Input rows:
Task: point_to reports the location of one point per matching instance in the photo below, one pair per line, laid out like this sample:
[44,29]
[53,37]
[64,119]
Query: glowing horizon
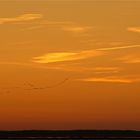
[69,64]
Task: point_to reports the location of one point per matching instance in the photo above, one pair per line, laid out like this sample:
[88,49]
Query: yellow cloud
[110,79]
[66,56]
[77,29]
[21,18]
[134,29]
[118,48]
[130,59]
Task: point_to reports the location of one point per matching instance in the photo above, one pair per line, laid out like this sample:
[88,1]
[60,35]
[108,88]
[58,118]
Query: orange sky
[72,64]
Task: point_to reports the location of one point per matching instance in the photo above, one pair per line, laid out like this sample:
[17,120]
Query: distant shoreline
[70,134]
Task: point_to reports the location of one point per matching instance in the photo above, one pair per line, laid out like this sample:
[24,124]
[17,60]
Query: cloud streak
[21,18]
[71,56]
[118,48]
[134,29]
[131,59]
[110,80]
[66,56]
[77,29]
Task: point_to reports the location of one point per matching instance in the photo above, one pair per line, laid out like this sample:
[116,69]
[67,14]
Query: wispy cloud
[77,29]
[71,56]
[118,48]
[111,79]
[66,56]
[134,29]
[132,59]
[21,18]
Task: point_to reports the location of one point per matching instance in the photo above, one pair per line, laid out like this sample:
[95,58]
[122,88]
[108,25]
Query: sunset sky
[69,64]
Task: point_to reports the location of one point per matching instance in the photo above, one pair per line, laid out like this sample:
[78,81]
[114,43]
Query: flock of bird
[30,86]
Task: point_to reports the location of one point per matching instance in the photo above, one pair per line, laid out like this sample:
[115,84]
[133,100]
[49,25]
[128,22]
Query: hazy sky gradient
[69,64]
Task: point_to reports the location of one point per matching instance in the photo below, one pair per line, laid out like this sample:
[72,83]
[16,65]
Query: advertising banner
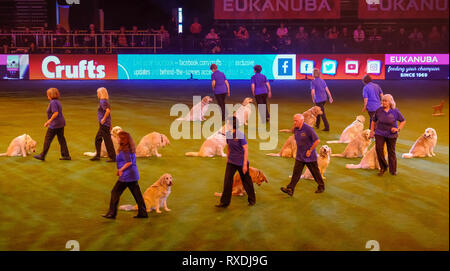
[403,9]
[417,66]
[276,9]
[197,66]
[73,67]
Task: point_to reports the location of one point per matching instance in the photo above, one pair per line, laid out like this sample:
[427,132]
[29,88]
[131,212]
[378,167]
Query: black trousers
[262,99]
[323,116]
[105,134]
[228,184]
[59,132]
[298,169]
[117,191]
[220,99]
[379,147]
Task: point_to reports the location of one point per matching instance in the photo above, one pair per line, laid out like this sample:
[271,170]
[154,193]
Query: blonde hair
[103,93]
[53,93]
[390,99]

What to do:
Tally the lines above that contain the string "cloud", treating uppercase and lowercase as different, and give only the number.

Correct response:
3